Exercise brief: Could you copy out all of the material below word for word, every line unchanged?

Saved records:
::::::

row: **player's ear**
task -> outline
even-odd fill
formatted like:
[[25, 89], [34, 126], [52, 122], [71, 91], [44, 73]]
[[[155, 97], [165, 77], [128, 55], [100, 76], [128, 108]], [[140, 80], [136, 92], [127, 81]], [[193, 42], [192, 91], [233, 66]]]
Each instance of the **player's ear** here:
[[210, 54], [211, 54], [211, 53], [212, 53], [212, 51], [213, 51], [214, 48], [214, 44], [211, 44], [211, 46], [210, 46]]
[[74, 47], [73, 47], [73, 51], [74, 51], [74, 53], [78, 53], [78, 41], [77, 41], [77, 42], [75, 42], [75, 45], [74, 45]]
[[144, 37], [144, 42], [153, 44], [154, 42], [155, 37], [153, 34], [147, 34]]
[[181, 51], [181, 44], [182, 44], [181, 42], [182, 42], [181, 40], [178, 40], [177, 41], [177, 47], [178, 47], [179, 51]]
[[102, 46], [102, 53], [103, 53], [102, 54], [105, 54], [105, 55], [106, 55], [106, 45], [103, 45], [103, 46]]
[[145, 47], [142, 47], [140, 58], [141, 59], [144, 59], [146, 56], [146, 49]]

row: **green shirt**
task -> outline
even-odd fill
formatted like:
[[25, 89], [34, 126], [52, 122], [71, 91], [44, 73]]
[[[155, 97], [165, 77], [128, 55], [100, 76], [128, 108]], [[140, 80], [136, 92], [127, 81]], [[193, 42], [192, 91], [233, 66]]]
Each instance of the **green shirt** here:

::::::

Answer to the task:
row: **player's ear**
task -> outline
even-odd fill
formatted like:
[[25, 89], [34, 126], [52, 122], [71, 91], [44, 73]]
[[[155, 97], [165, 77], [128, 55], [100, 76], [128, 108]], [[140, 80], [136, 92], [127, 81]], [[193, 42], [192, 91], [233, 66]]]
Each instance of the **player's ear** here:
[[210, 54], [211, 54], [211, 53], [212, 53], [212, 51], [213, 51], [214, 48], [214, 44], [211, 44], [211, 46], [210, 46]]
[[74, 47], [73, 47], [73, 51], [74, 51], [74, 53], [78, 53], [78, 41], [77, 41], [77, 42], [75, 42], [75, 45], [74, 45]]
[[144, 37], [144, 42], [153, 44], [154, 42], [155, 37], [153, 34], [147, 34]]
[[181, 51], [181, 44], [182, 44], [181, 42], [182, 42], [181, 40], [178, 40], [177, 41], [177, 47], [178, 47], [179, 51]]
[[102, 46], [102, 53], [103, 53], [102, 54], [105, 54], [105, 55], [106, 55], [106, 45], [103, 45], [103, 46]]
[[145, 47], [142, 47], [140, 58], [141, 59], [144, 59], [146, 56], [146, 49]]

row: **green shirt**
task -> outline
even-odd fill
formatted like:
[[25, 89], [34, 126], [52, 122], [71, 91], [44, 73]]
[[[155, 97], [165, 77], [128, 55], [100, 76], [128, 108]], [[140, 80], [136, 92], [127, 81]], [[193, 42], [192, 91], [233, 66]]]
Each instance of the **green shirt** here:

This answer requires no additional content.